• [Your task] Return the passage from the article below on 3D printing with cellulose, from "Cellulose, an organic" up to and including "as 3D printing.", without changing a word.

• [Extract]
The Singapore University of Technology and Design (SUTD) has been at the forefront of some pretty innovative research in additive manufacturing. Just last week, a team of researchers from the university announced the co-development of a family of UV curable hydrogels which can stretch up to 1300%—no small feat. Even more recently, a separate study has come out of SUTD about using 3D printing to create large-scale cellulose structures. The research marks an important step ahead for the development of ecological, fully sustainable manufacturing materials.
Cellulose, an organic compound found in the cell walls of plants, is not only one of the most plentiful organic compounds in the world but is also one of the most abundant industrial by-products. For this reason, cellulose has been highly sought after by researchers seeking to adapt the compound for fabrication methods such as 3D printing.
Despite many efforts, however, researchers have consistently encountered problems that have limited the capacity for cellulose to be built into 3D structures, including using derivatives with polluting effects, having to pair the natural material with plastics, high production costs and lack of scalability.
Fortunately, researchers from SUTD have developed a novel method for not just 3D printing sustainable structures from cellulose but creating large-scale objects.
To achieve this, the researchers first turned away from the most commonly known cellulose found in the cell walls of green plants and instead drew inspiration from oomycetes, fungus-like microorganisms whose cell walls are also composed of cellulose. In reproducing oomycetes cell walls, the SUTD researchers introduced small amounts of chitin—the primary element in the cell walls of fungi and arthropods’ exoskeletons—in between cellulose fibers.
The combination of the two natural compounds resulted in a fungal-like adhesive material (FLAM) which is strong, lightweight, inexpensive and can be molded or processed using other techniques. Importantly, FLAM is also completely sustainable because it does not integrate any synthetic plastics or organic solvents and is fully biodegradable in natural conditions (meaning that it does not require a composting facility to biodegrade).
Other notable benefits of the cellulose-based material include its scalability and its versatility: it can reportedly be reproduced anywhere as it does not necessitate specialized facilities. With a cost comparable to commodity plastics, FLAM is also cheap, costing roughly ten times less than standard 3D printing filaments such as PLA and ABS.
To use the material for creating large-scale structures, the SUTD team also developed a special additive manufacturing method, which it believes will be a game-changer when used with the material.
“We believe this first large-scale additive manufacturing process with the most ubiquitous biological polymers on earth will be the catalyst for the transition to environmentally benign and circular manufacturing models, where materials are produced, used, and degraded in closed regional systems,” explained SUTD Assistant Prof Javier Gomez Fernandez, who co-led the research.
“This reproduction and manufacturing with the material composition found in the oomycete wall, namely unmodified cellulose, small amounts of chitosan—the second most abundant organic molecule on earth—and low concentrated acetic acid, is probably one of the most successful technological achievements in the field of bioinspired materials.” Interestingly, Fernandez was also part of the Wyss Institute team responsible for Shrilk Biodegradable Plastic, a fully degradable bioplastic made with chitosan.
Co-lead SUTD Assistant Prof Stylianos Dritsas added: “We believe the results reported here represent a turning point for global manufacturing with broader impact on multiple areas ranging from material science, environmental engineering, automation and the economy. So far we have been focusing on fundamental technology development, and little time has been invested in specific target applications. We are now at the stage of seeking industrial collaborators to bring this technology from the laboratory to the world.”
Across all manufacturing industries, the need for sustainable, ecologically sound materials and processes is becoming more and more crucial as our Earth faces a volatile pollution crisis. By introducing a method for using unmodified compostable polymers that do not necessitate expansive natural resources such as forests, the SUTD team is hoping to put forward a viable and environmentally friendly alternative. SUTD’s research was recently published in Scientific Reports.
It is worth noting that the SUTD team is not alone in its efforts to produce sustainable materials for large-scale 3D printed structures. Researchers from MIT’s Mediated Matter Lab—led by architect Neri Oxman—recently presented their Water-based Digital Fabrication Platform which uses a robotic extrusion system and a biodegradable composite material made from chitosan (a derivative of chitin) to produce large-scale, recyclable structures.

Stored data entries:

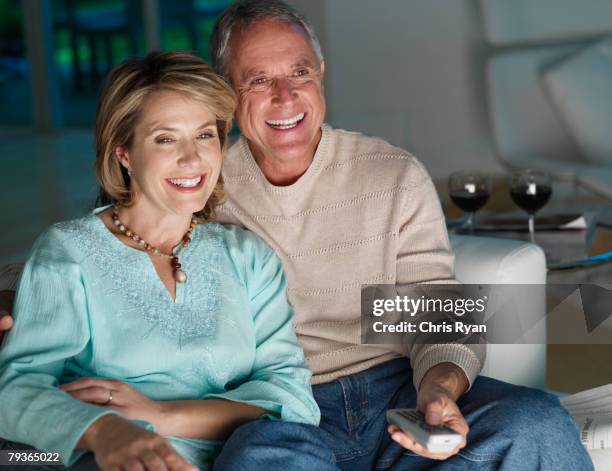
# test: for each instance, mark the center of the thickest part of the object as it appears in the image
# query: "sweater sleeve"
(280, 377)
(425, 257)
(51, 327)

• [Response to the exercise]
Cellulose, an organic compound found in the cell walls of plants, is not only one of the most plentiful organic compounds in the world but is also one of the most abundant industrial by-products. For this reason, cellulose has been highly sought after by researchers seeking to adapt the compound for fabrication methods such as 3D printing.